[begin Exercise material]

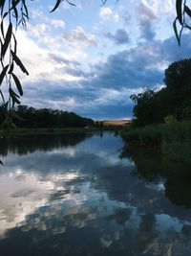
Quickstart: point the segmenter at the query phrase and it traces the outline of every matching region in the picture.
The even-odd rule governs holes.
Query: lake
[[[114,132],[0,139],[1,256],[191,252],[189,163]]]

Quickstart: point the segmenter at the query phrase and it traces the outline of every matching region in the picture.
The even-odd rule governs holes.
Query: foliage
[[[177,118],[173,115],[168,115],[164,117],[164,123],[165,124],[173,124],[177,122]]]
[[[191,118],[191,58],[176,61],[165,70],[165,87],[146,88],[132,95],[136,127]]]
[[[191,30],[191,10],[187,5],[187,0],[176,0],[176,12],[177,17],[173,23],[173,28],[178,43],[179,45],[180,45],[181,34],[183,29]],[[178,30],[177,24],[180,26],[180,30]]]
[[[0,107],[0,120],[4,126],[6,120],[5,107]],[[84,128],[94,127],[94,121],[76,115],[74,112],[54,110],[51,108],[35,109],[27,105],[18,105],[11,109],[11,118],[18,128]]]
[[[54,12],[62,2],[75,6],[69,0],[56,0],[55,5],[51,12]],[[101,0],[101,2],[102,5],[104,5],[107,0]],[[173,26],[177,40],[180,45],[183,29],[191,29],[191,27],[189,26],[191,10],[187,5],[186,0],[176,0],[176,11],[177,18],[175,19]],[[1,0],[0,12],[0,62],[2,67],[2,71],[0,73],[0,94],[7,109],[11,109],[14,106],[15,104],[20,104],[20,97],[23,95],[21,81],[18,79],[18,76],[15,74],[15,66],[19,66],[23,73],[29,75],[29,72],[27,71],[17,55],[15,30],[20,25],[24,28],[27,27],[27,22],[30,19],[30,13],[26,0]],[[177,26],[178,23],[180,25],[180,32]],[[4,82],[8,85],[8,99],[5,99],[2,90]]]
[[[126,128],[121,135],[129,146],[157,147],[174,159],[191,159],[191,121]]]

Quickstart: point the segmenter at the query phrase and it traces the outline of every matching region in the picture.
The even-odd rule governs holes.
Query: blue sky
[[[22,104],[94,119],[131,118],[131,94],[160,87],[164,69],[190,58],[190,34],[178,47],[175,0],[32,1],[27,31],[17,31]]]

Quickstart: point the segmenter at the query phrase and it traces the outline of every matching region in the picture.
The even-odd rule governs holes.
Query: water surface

[end Exercise material]

To do -> Rewrite all of the entries above, replacing "segmenter" with "outline tracer" everywhere and leaving everything else unchanged. Leave the pictures out of your answer.

Worked answer ->
Quickstart: point the outline tracer at the query phrase and it traces the outline of every matching region in the picture.
The even-odd rule governs holes.
Query: lake
[[[114,132],[0,139],[1,256],[191,252],[189,163]]]

Quickstart: point the outline tracer at the query phrase and it traces the outline of every matching region in the picture.
The even-odd rule governs holes.
Query: foliage
[[[177,118],[173,115],[168,115],[164,117],[164,123],[165,124],[173,124],[177,122]]]
[[[191,118],[191,58],[176,61],[165,70],[165,87],[146,88],[132,95],[136,127]]]
[[[191,30],[191,10],[187,5],[187,0],[176,0],[176,12],[177,17],[173,23],[173,28],[178,43],[179,45],[180,45],[181,34],[183,29]],[[178,30],[177,24],[180,26],[180,30]]]
[[[0,107],[0,120],[4,126],[6,120],[5,107]],[[84,128],[94,127],[94,121],[76,115],[74,112],[54,110],[51,108],[35,109],[27,105],[18,105],[11,109],[11,118],[18,128]]]
[[[54,12],[62,2],[75,6],[69,0],[56,0],[55,5],[51,12]],[[101,0],[101,2],[102,5],[104,5],[107,0]],[[173,26],[177,40],[180,45],[183,29],[191,29],[191,27],[189,26],[191,10],[187,5],[186,0],[176,0],[176,11],[177,18],[175,19]],[[1,0],[0,12],[0,62],[2,67],[2,71],[0,73],[0,94],[7,109],[11,109],[14,106],[15,104],[20,104],[20,97],[23,95],[21,81],[18,79],[18,76],[15,74],[15,66],[19,66],[23,73],[29,75],[29,72],[27,71],[17,55],[15,30],[20,25],[24,28],[27,27],[27,22],[30,19],[30,13],[26,0]],[[177,26],[178,23],[180,25],[180,32]],[[4,82],[8,85],[8,99],[5,99],[2,90]]]
[[[126,128],[121,135],[129,146],[157,147],[174,159],[191,159],[191,121]]]

Quickstart: point the outline tracer at the query phrase and it traces the outline of every matching region in the picture.
The even-odd rule governs holes.
Query: blue sky
[[[22,104],[94,119],[131,118],[131,94],[160,87],[164,69],[190,58],[190,34],[178,47],[175,0],[32,1],[27,31],[17,31]]]

Quickstart: point the outline tracer at the query phrase and it traces the outline of every matching region in the picture.
The even-odd rule governs holes.
Query: water surface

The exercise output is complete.